**What this task involves**
Count the lines in the records below that contain the string "shirt". Give only the number.

[Records]
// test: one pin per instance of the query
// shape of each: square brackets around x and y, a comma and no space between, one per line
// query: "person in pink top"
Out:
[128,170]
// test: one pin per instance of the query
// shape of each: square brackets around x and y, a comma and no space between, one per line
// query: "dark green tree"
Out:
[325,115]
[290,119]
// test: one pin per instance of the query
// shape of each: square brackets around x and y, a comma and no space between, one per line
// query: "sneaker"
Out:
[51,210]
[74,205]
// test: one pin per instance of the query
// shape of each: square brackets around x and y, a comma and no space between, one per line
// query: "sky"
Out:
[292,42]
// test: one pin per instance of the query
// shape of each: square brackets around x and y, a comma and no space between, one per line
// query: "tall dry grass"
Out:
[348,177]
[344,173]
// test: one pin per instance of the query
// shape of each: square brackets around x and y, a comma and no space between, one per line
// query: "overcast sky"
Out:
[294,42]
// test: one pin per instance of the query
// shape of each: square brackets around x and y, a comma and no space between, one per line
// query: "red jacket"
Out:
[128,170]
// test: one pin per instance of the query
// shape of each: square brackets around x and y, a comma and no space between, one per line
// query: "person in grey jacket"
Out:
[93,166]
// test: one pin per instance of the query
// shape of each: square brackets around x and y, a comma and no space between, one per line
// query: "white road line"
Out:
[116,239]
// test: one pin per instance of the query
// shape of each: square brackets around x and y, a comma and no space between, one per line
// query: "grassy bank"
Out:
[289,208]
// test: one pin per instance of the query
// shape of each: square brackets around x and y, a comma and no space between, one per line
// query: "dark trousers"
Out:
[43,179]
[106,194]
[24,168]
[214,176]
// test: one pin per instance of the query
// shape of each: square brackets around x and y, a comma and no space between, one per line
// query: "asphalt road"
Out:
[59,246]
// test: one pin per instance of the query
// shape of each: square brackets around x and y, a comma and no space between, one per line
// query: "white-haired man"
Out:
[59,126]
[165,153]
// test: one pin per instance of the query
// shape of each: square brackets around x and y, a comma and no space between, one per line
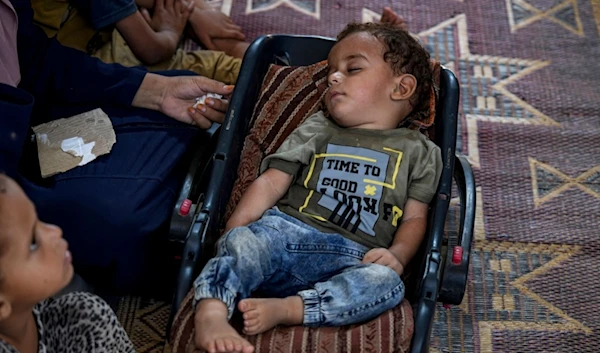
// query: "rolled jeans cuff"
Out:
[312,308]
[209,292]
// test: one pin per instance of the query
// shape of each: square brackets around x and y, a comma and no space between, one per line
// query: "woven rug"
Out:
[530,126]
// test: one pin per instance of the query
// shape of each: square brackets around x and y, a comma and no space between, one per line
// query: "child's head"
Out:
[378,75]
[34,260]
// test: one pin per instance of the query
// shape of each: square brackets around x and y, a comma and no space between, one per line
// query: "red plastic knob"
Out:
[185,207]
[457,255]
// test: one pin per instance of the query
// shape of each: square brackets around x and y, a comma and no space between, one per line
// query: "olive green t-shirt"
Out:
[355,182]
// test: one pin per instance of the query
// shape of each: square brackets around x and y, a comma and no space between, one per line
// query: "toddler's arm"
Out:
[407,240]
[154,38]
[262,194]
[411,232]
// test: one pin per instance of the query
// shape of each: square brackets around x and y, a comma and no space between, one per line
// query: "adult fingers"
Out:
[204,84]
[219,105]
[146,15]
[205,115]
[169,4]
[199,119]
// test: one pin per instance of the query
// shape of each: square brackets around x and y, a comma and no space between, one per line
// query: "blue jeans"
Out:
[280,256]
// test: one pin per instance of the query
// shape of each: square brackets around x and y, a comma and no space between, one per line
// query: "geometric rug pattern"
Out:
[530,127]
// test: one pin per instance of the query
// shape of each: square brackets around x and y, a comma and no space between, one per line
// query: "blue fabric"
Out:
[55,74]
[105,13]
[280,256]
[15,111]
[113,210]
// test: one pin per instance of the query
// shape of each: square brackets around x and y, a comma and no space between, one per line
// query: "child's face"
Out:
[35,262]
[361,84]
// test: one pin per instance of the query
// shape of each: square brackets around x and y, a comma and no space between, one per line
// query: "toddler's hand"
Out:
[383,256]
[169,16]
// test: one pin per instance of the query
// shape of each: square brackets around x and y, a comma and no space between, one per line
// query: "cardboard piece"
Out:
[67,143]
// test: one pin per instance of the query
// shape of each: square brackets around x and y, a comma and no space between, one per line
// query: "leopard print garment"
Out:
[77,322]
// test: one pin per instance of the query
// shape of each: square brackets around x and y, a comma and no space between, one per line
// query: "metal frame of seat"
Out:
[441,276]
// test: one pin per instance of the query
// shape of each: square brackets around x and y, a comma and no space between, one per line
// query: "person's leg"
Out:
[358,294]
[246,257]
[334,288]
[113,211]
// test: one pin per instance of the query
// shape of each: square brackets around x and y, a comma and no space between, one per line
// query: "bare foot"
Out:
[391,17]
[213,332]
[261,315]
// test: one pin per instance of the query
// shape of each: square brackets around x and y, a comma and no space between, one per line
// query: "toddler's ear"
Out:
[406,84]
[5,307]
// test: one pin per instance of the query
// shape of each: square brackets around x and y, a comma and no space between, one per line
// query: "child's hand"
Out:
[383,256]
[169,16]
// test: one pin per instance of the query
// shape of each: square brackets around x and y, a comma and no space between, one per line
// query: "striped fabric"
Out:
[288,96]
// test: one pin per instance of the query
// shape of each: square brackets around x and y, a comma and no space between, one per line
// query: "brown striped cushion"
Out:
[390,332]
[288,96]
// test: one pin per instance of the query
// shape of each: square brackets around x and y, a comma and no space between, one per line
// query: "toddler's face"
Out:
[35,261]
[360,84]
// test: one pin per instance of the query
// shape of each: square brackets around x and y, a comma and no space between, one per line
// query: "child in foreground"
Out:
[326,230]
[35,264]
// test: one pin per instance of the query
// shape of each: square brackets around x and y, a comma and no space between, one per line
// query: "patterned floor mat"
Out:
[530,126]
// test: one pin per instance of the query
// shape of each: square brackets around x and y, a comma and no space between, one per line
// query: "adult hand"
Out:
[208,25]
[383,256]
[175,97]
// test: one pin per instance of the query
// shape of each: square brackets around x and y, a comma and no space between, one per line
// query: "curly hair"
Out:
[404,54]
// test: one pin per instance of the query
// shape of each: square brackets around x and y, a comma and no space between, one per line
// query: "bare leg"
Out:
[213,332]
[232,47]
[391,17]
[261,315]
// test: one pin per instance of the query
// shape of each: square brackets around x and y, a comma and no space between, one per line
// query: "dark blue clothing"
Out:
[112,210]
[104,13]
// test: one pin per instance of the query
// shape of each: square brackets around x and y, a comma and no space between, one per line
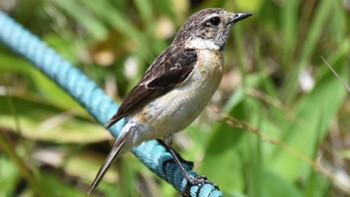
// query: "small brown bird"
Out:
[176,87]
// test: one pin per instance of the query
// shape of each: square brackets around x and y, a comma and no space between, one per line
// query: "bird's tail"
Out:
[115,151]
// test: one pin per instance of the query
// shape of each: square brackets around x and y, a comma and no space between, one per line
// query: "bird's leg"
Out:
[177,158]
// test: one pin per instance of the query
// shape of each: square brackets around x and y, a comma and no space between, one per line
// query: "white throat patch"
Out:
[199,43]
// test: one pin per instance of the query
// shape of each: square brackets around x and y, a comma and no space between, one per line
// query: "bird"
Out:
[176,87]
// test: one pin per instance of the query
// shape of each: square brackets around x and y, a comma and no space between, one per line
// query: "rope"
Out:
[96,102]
* * *
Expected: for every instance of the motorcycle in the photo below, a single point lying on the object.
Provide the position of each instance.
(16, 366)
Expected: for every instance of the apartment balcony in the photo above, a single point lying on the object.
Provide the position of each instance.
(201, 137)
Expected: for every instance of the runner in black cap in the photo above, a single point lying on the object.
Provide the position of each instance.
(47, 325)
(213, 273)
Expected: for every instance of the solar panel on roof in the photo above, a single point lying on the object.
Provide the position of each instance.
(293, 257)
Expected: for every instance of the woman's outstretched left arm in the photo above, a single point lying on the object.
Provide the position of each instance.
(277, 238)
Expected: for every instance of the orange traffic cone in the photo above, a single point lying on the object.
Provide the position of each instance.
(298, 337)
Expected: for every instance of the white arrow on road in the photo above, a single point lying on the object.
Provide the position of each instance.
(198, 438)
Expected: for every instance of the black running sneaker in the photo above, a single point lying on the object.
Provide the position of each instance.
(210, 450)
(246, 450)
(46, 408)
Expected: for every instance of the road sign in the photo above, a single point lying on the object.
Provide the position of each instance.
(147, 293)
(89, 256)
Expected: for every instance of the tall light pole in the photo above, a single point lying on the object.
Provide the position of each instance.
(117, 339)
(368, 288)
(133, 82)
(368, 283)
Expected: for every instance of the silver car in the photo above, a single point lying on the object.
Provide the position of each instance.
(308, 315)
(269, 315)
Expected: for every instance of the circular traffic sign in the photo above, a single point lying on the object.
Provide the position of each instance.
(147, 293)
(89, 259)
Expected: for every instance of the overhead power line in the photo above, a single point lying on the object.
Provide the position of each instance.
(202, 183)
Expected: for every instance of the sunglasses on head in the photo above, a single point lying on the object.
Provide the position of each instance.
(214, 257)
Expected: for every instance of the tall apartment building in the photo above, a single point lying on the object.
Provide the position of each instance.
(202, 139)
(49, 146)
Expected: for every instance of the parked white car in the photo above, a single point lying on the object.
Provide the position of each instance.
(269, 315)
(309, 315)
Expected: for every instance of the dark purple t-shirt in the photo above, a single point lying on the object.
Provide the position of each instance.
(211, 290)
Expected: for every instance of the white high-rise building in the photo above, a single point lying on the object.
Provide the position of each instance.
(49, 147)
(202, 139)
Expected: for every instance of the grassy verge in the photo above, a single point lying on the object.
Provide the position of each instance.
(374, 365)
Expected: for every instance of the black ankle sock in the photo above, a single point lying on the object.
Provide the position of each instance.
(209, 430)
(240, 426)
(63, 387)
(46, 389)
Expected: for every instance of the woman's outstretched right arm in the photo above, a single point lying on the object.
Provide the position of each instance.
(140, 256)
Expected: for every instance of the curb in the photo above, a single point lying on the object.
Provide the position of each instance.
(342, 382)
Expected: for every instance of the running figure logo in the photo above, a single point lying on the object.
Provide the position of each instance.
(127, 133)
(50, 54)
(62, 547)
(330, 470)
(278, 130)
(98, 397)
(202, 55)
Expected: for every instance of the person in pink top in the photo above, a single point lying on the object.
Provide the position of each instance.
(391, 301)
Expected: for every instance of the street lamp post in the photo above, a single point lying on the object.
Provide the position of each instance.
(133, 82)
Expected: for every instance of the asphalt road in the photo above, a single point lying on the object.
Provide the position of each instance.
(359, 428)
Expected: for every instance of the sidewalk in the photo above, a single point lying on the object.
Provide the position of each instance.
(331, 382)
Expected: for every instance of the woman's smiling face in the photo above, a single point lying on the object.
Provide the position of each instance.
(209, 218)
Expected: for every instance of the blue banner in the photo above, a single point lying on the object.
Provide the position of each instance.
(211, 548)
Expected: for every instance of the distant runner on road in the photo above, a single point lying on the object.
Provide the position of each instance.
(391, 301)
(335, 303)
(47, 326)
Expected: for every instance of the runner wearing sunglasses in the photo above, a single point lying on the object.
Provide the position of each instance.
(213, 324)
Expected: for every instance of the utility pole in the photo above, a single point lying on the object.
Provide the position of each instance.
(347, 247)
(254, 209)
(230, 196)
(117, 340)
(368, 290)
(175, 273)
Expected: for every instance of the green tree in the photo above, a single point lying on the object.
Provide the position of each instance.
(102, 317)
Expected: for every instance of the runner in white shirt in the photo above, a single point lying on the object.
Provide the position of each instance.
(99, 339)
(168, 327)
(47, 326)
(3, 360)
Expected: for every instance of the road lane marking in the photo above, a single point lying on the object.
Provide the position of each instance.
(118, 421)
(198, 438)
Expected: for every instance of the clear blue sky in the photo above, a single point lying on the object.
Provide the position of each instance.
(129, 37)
...
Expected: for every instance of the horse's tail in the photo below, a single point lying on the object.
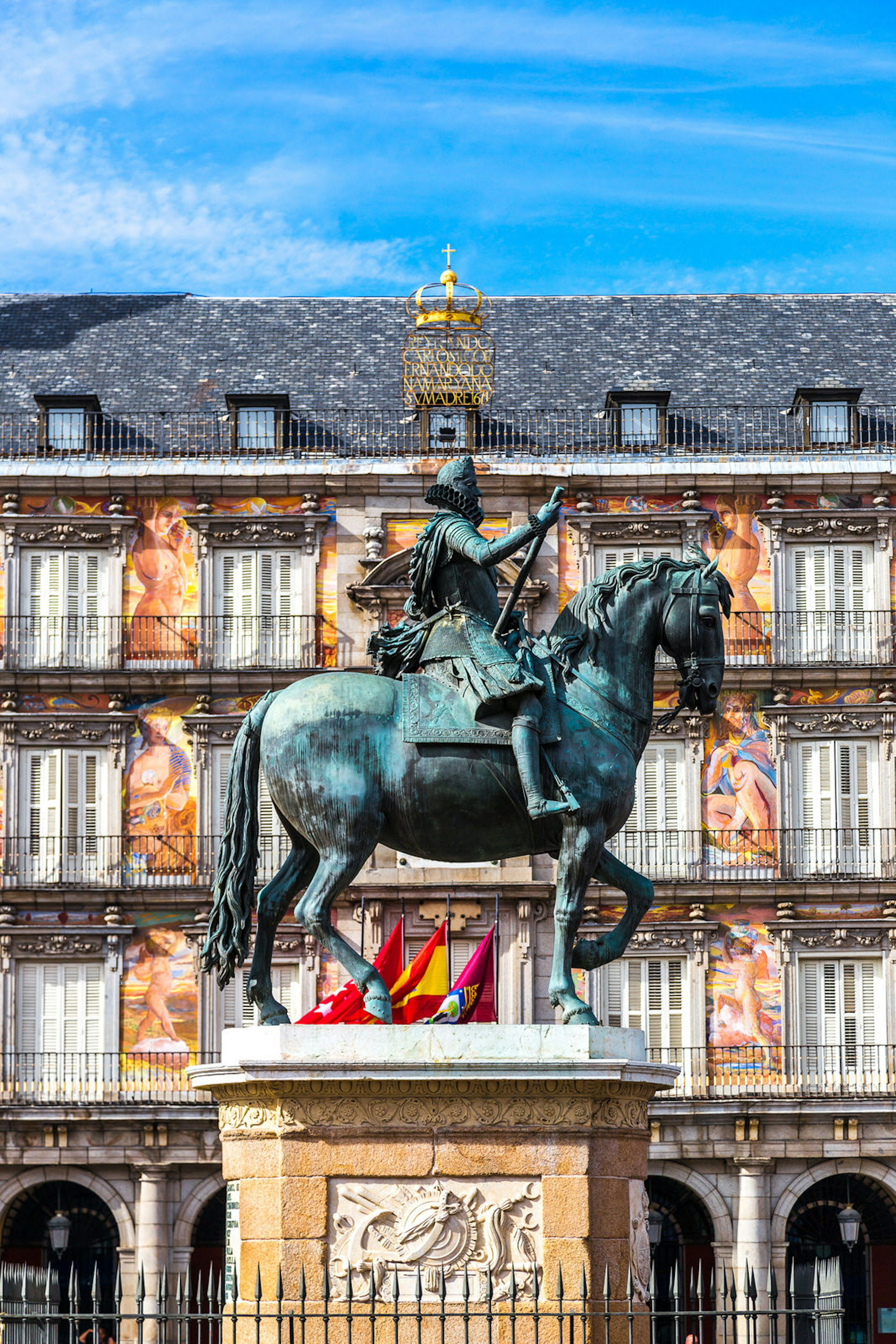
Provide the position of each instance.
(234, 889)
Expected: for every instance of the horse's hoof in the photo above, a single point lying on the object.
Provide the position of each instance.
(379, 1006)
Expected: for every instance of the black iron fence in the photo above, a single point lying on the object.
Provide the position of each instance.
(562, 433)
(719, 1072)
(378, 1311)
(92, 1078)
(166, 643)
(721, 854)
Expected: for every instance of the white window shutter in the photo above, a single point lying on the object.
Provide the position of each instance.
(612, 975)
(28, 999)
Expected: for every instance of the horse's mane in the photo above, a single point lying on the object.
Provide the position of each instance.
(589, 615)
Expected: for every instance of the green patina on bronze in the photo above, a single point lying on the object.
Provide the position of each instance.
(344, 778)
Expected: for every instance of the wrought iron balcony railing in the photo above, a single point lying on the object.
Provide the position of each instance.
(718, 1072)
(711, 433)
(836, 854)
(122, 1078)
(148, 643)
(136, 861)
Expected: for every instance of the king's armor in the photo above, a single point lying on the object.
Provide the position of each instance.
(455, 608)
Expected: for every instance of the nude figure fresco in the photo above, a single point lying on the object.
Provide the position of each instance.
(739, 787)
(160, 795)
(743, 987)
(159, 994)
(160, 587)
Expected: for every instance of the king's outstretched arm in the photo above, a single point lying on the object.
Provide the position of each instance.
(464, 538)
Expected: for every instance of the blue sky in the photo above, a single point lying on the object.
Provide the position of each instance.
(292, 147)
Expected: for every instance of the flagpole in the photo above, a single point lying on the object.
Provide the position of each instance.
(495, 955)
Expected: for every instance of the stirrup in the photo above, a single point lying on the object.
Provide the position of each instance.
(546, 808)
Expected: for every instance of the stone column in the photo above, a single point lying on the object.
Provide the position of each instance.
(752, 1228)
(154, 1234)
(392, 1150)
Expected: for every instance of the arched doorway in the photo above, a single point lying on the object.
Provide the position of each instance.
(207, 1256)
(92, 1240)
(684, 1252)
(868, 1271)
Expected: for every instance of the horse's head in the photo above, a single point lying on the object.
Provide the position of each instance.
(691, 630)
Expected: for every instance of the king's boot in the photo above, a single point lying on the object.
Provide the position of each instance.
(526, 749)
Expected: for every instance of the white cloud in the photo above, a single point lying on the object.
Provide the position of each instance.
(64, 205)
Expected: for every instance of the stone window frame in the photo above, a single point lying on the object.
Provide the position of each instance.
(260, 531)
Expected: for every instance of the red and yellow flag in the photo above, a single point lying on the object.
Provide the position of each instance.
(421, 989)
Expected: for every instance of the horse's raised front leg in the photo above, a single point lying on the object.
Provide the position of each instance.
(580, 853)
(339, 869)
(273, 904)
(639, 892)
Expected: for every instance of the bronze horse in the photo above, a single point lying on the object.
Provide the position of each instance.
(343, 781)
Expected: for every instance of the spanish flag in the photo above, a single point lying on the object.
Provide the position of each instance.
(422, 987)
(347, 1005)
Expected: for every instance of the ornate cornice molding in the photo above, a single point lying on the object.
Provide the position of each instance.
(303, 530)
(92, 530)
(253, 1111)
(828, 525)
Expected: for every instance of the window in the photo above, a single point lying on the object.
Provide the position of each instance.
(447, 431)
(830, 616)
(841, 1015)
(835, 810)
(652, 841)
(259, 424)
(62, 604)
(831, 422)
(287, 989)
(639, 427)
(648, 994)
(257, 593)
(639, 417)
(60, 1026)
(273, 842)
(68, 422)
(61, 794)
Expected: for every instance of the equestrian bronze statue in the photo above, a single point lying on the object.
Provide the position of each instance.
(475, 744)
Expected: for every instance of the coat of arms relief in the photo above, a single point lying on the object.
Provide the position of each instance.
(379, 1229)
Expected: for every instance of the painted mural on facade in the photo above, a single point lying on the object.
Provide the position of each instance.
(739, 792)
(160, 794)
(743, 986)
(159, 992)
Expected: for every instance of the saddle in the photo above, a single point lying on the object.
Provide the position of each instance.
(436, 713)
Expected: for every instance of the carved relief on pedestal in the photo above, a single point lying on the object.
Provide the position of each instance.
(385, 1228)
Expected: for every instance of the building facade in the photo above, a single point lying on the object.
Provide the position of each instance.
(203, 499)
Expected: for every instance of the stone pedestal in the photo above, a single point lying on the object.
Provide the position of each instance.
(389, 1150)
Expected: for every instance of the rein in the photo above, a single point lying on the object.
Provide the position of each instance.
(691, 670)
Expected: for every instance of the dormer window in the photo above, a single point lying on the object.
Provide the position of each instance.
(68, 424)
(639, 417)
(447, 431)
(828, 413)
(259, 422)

**Result below**
3